Фрагмент текста —

★ ★ ★ ★ ★

Отношения Толстого с наукой привычно парадоксальны; третируя науку и медицину, он запишет в 1897 г. в дневнике: "Бывает в жизни у других что-нибудь серьезное, человеческое: ну, наука, служба, учительство, докторство, малые дети…" То есть наука и медицина могут быть и чем-то серьезным. Но, заметим, наука хороша не тем, что наука, а тем, что серьезна, необходима для души. Мир вовне – интересен, но важен, существенен, только тот, что внутри. Пространство мысли Толстого – этическое, но, вопреки всем усилиям толстовцев, оно остается неэвклидовым.
***
Толстой самый "еврейский" из русских классиков. Дело не в том, как и в каком контексте Толстой упоминал евреев. Евреи, правду сказать, интересовали его мало. Дело в толстовском восприятии действительности, в котором только моральные проблемы существенны. Как проницательно заметил А. Смирнов для традиционной еврейской мысли характерна "этизация бытия". Континуум бытия для евреев – этический континуум. Главные вопросы еврейской мысли не "из чего все это сделано", и "как это устроено", не "кто виноват?" и "что делать?", а "для чего все это существует?", и "что мы из этого учим"? Какой моральный урок может быть извлечен из данного набора фактов? Общность вопросов куда более важна для выявления фундаментального сходства, нежели сродство предлагаемых ответов.
***
Времени не подвластны ни "Война и мир", ни "Анна Каренина", ни чудные толстовские повести. Но, вроде бы от толстовского учения осталось немного. Какое уж толстовство после Освенцима? Почитавший себя толстовцем Ганди предлагал евреям не противиться нацизму насилием и с высоко поднятыми головами отправляться в печи. Можно отнести эту рекомендацию к тупости Ганди, и это толкование будет наиболее комплиментарным для великого учителя.
И все же в "сухом остатке" от толстовства осталось немало. Осталось понимание того, что учения, религии, идеологии слишком часто обрамляют жестокость и садизм, столь свойственные человеческой душе. И если нет элементарной доброты, то и всему учению – грош цена.

★ ★ ★ ★ ★

Данные —

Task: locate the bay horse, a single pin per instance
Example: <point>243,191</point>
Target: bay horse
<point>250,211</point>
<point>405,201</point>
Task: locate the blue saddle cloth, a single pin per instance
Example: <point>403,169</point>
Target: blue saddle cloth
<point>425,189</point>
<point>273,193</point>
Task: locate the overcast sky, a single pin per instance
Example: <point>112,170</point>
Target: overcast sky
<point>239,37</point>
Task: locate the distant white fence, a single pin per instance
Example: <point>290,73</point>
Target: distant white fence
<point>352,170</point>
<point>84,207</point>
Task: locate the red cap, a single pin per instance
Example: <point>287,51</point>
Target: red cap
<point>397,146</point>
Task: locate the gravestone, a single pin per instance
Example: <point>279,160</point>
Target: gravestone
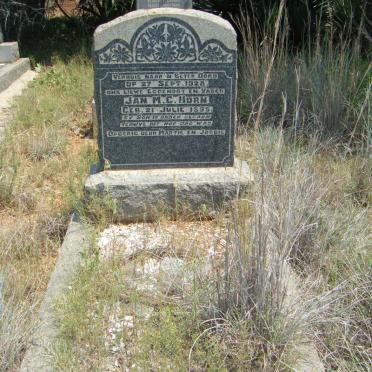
<point>165,91</point>
<point>148,4</point>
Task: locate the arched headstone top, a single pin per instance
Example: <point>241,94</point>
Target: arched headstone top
<point>164,40</point>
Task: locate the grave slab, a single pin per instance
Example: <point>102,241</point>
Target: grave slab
<point>139,194</point>
<point>9,52</point>
<point>165,90</point>
<point>10,72</point>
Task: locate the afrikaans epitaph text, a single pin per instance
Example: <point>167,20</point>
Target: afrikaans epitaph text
<point>148,4</point>
<point>164,99</point>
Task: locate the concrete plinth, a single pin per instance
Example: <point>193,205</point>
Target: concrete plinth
<point>9,52</point>
<point>140,194</point>
<point>10,72</point>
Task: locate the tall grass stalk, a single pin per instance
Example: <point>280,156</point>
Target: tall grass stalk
<point>325,84</point>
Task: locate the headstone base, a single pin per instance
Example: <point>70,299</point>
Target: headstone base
<point>141,195</point>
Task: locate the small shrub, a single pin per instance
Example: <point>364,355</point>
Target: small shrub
<point>45,145</point>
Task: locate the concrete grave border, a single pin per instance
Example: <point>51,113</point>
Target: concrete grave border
<point>39,356</point>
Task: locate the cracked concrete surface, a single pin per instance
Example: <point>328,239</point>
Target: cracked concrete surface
<point>7,96</point>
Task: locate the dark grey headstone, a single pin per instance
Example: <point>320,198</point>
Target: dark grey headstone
<point>149,4</point>
<point>165,90</point>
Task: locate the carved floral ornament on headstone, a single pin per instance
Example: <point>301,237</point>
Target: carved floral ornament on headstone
<point>164,41</point>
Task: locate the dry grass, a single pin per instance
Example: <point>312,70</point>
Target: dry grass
<point>42,167</point>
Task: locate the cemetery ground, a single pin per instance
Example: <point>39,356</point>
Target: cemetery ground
<point>221,305</point>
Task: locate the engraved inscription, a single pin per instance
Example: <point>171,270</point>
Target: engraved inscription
<point>146,4</point>
<point>145,105</point>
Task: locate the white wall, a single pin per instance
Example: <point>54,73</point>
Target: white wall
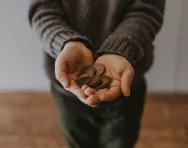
<point>21,55</point>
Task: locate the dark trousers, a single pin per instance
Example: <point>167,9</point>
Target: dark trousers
<point>112,124</point>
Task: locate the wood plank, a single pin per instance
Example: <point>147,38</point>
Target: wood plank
<point>29,120</point>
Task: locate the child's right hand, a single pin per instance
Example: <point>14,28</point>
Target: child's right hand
<point>72,59</point>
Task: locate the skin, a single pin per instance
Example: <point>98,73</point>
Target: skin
<point>76,56</point>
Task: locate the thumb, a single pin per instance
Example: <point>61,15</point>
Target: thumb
<point>126,81</point>
<point>61,72</point>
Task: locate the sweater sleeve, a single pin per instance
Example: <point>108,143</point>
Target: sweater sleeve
<point>46,17</point>
<point>137,30</point>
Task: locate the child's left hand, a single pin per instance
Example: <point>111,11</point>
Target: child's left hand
<point>122,73</point>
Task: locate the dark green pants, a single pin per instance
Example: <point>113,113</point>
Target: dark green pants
<point>112,124</point>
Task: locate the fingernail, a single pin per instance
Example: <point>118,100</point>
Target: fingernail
<point>63,83</point>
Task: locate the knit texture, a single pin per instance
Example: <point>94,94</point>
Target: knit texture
<point>126,28</point>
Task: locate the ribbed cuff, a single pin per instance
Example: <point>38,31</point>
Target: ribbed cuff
<point>61,39</point>
<point>124,46</point>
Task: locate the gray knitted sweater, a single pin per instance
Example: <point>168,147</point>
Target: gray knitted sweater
<point>123,27</point>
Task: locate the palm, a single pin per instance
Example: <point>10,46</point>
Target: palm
<point>114,89</point>
<point>70,61</point>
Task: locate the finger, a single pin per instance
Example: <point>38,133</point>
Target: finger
<point>84,87</point>
<point>126,81</point>
<point>92,100</point>
<point>89,91</point>
<point>111,94</point>
<point>60,73</point>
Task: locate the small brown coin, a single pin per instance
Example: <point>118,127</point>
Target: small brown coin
<point>82,76</point>
<point>106,81</point>
<point>109,81</point>
<point>83,81</point>
<point>100,68</point>
<point>90,70</point>
<point>73,76</point>
<point>95,81</point>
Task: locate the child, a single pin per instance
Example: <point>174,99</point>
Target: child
<point>115,33</point>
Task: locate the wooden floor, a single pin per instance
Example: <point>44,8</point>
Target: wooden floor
<point>30,121</point>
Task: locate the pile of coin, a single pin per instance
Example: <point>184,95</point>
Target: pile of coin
<point>93,77</point>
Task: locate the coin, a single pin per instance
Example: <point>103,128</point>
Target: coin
<point>95,81</point>
<point>83,80</point>
<point>109,80</point>
<point>100,68</point>
<point>90,70</point>
<point>106,81</point>
<point>73,76</point>
<point>82,76</point>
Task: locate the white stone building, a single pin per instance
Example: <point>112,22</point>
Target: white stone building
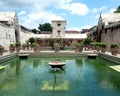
<point>10,31</point>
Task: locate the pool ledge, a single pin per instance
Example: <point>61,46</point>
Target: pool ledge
<point>7,57</point>
<point>112,58</point>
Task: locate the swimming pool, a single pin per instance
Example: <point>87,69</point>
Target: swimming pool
<point>81,77</point>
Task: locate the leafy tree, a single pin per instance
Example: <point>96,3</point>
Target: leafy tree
<point>35,31</point>
<point>117,10</point>
<point>31,40</point>
<point>87,41</point>
<point>45,27</point>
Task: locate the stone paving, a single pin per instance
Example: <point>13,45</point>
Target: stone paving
<point>107,53</point>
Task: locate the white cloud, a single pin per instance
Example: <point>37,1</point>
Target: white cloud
<point>96,10</point>
<point>34,11</point>
<point>80,28</point>
<point>87,27</point>
<point>74,28</point>
<point>33,19</point>
<point>112,10</point>
<point>22,13</point>
<point>77,8</point>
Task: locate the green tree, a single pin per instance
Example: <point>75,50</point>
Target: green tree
<point>117,10</point>
<point>35,31</point>
<point>31,40</point>
<point>45,27</point>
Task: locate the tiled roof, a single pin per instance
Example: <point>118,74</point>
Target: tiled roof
<point>67,36</point>
<point>72,32</point>
<point>7,16</point>
<point>110,18</point>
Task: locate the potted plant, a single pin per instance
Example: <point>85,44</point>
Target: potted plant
<point>79,47</point>
<point>18,46</point>
<point>92,46</point>
<point>27,44</point>
<point>87,42</point>
<point>57,47</point>
<point>35,47</point>
<point>97,46</point>
<point>12,48</point>
<point>103,47</point>
<point>1,50</point>
<point>114,49</point>
<point>31,40</point>
<point>23,46</point>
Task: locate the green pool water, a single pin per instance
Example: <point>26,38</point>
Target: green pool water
<point>81,77</point>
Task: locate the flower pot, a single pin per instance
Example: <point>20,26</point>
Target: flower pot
<point>1,51</point>
<point>11,49</point>
<point>18,48</point>
<point>114,51</point>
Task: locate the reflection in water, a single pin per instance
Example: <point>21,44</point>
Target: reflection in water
<point>79,62</point>
<point>18,66</point>
<point>36,63</point>
<point>82,77</point>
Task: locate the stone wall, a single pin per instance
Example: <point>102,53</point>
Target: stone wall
<point>7,35</point>
<point>111,35</point>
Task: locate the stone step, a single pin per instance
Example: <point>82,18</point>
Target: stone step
<point>116,67</point>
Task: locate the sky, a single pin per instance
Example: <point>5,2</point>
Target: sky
<point>79,14</point>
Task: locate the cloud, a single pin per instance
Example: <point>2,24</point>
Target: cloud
<point>77,8</point>
<point>112,10</point>
<point>97,10</point>
<point>33,12</point>
<point>34,19</point>
<point>74,28</point>
<point>22,13</point>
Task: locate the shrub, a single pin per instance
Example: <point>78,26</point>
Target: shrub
<point>114,46</point>
<point>104,45</point>
<point>87,41</point>
<point>57,45</point>
<point>17,44</point>
<point>12,44</point>
<point>23,44</point>
<point>31,40</point>
<point>80,44</point>
<point>35,44</point>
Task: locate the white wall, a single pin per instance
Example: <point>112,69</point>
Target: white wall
<point>7,35</point>
<point>57,28</point>
<point>24,35</point>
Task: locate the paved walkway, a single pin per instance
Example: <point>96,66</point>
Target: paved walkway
<point>108,53</point>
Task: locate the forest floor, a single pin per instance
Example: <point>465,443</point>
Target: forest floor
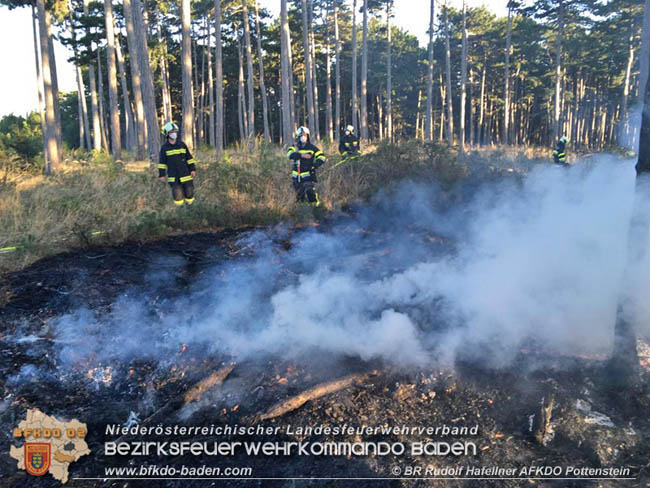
<point>96,202</point>
<point>69,368</point>
<point>591,425</point>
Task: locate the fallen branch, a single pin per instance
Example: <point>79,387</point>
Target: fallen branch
<point>215,379</point>
<point>313,393</point>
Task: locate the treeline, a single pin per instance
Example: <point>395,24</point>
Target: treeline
<point>228,72</point>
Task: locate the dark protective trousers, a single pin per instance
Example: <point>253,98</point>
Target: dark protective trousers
<point>183,192</point>
<point>305,191</point>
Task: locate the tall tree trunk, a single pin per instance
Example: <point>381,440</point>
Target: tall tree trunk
<point>364,74</point>
<point>265,97</point>
<point>309,86</point>
<point>201,105</point>
<point>241,96</point>
<point>624,363</point>
<point>463,82</point>
<point>428,120</point>
<point>628,74</point>
<point>443,92</point>
<point>164,73</point>
<point>314,76</point>
<point>287,74</point>
<point>97,133</point>
<point>211,135</point>
<point>186,57</point>
<point>337,74</point>
<point>389,76</point>
<point>51,147</point>
<point>84,130</point>
<point>129,125</point>
<point>251,75</point>
<point>136,82</point>
<point>148,95</point>
<point>116,140</point>
<point>471,107</point>
<point>100,96</point>
<point>55,85</point>
<point>355,103</point>
<point>218,61</point>
<point>380,117</point>
<point>450,108</point>
<point>418,122</point>
<point>481,117</point>
<point>506,88</point>
<point>558,72</point>
<point>39,82</point>
<point>644,59</point>
<point>329,122</point>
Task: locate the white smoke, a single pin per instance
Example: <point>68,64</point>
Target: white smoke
<point>537,260</point>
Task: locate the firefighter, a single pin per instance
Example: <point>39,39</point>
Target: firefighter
<point>349,144</point>
<point>306,158</point>
<point>177,166</point>
<point>559,154</point>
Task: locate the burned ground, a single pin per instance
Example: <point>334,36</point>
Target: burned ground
<point>590,425</point>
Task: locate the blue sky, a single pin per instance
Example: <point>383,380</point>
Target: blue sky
<point>18,84</point>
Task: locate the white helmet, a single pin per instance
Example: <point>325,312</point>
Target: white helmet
<point>302,130</point>
<point>170,127</point>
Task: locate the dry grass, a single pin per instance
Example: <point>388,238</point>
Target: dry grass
<point>44,216</point>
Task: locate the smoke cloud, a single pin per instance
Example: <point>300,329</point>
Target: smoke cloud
<point>416,278</point>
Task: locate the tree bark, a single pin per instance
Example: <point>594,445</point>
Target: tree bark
<point>100,96</point>
<point>39,82</point>
<point>337,75</point>
<point>218,61</point>
<point>148,95</point>
<point>314,76</point>
<point>328,85</point>
<point>55,84</point>
<point>355,103</point>
<point>251,75</point>
<point>558,72</point>
<point>463,82</point>
<point>364,74</point>
<point>186,57</point>
<point>506,88</point>
<point>241,96</point>
<point>51,146</point>
<point>84,141</point>
<point>129,125</point>
<point>116,140</point>
<point>389,76</point>
<point>265,97</point>
<point>450,108</point>
<point>164,74</point>
<point>211,135</point>
<point>428,120</point>
<point>136,82</point>
<point>309,86</point>
<point>287,74</point>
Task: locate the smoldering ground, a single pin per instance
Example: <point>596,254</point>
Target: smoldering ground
<point>418,277</point>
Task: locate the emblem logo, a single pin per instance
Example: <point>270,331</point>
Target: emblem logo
<point>37,458</point>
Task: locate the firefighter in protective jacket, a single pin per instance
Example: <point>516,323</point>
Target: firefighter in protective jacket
<point>349,144</point>
<point>306,158</point>
<point>177,166</point>
<point>559,153</point>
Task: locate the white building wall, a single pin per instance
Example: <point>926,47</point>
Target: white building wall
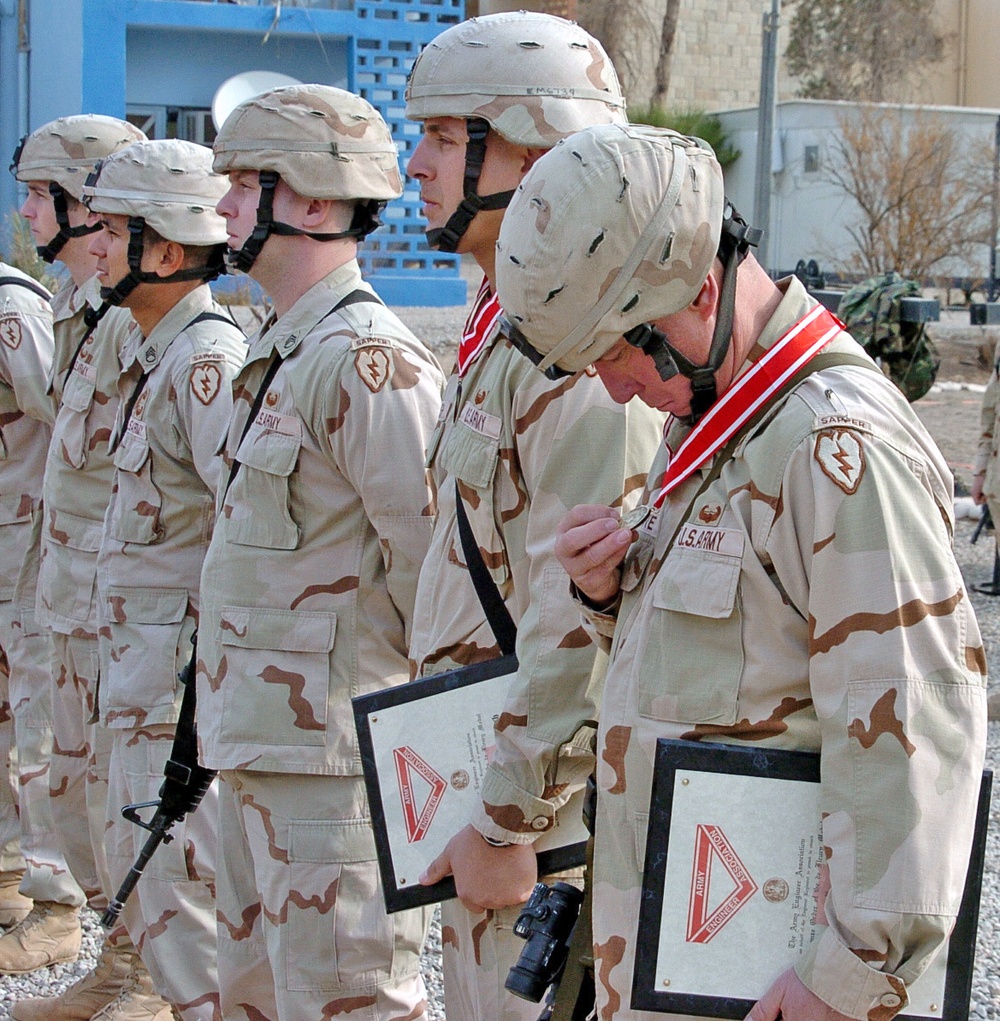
<point>809,213</point>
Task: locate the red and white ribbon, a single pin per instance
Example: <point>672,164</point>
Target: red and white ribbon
<point>750,392</point>
<point>478,328</point>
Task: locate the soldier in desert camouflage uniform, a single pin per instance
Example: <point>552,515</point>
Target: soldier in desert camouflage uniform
<point>161,241</point>
<point>307,589</point>
<point>795,589</point>
<point>491,95</point>
<point>30,856</point>
<point>54,161</point>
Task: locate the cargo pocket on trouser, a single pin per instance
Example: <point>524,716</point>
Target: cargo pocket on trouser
<point>691,655</point>
<point>144,651</point>
<point>281,659</point>
<point>339,935</point>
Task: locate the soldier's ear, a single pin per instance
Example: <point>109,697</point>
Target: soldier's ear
<point>169,257</point>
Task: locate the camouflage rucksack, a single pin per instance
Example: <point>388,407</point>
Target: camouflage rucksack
<point>870,310</point>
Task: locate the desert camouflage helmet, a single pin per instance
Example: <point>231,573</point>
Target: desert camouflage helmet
<point>62,153</point>
<point>168,185</point>
<point>324,143</point>
<point>613,229</point>
<point>532,78</point>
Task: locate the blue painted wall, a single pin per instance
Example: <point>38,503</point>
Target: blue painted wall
<point>103,55</point>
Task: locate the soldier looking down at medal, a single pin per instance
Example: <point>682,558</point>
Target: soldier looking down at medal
<point>54,162</point>
<point>160,242</point>
<point>325,514</point>
<point>491,95</point>
<point>793,584</point>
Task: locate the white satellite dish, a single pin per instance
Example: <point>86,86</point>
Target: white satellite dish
<point>245,86</point>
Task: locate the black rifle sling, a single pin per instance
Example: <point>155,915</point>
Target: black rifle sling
<point>505,630</point>
<point>358,296</point>
<point>134,396</point>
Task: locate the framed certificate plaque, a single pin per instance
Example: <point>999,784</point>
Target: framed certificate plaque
<point>730,879</point>
<point>425,747</point>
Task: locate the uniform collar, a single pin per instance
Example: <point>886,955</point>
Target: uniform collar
<point>285,333</point>
<point>147,351</point>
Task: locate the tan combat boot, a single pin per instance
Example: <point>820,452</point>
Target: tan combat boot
<point>50,934</point>
<point>138,1001</point>
<point>87,995</point>
<point>13,907</point>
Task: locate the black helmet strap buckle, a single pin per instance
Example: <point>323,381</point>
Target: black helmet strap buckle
<point>734,243</point>
<point>216,266</point>
<point>365,220</point>
<point>447,238</point>
<point>50,250</point>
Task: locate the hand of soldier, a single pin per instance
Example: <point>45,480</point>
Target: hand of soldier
<point>790,1000</point>
<point>590,544</point>
<point>485,876</point>
<point>977,490</point>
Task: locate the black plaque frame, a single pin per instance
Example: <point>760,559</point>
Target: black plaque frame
<point>396,898</point>
<point>780,765</point>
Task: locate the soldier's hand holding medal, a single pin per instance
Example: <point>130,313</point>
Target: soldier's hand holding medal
<point>590,543</point>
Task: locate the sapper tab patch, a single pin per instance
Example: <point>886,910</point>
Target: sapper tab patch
<point>409,767</point>
<point>840,454</point>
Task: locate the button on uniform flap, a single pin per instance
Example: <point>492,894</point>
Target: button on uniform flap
<point>283,630</point>
<point>79,392</point>
<point>149,605</point>
<point>324,840</point>
<point>132,451</point>
<point>701,578</point>
<point>13,511</point>
<point>470,455</point>
<point>269,450</point>
<point>73,531</point>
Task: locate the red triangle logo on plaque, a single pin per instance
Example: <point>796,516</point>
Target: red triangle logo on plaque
<point>712,845</point>
<point>411,769</point>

★ ★ ★ ★ ★

Задание — Переведите на английский язык предложение из отрывка о Толстом: «Мир вовне – интересен, но важен, существенен, только тот, что внутри».

Решение — The world outside is interesting, but only the one within is important and essential.